▶ _Problem details_
Copy the material below word for word, line by line.

Begin

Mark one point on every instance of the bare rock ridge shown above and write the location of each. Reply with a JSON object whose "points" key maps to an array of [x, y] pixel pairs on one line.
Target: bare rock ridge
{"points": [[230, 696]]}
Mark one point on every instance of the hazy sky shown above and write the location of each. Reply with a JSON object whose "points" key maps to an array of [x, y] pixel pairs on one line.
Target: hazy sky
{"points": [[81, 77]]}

End

▶ _Answer below_
Mark one point on every instance of the bare rock ridge shown above and write the location of each. Reply with a JSON object whose "points" key maps to an array of [x, y] pixel pairs on one line.
Target: bare rock ridge
{"points": [[230, 696]]}
Mark one point on every instance of the hazy sky shown above and write the location of each. Reply with a JSON object whose "points" key maps to an array of [x, y] pixel pairs on one line.
Target: hazy sky
{"points": [[81, 77]]}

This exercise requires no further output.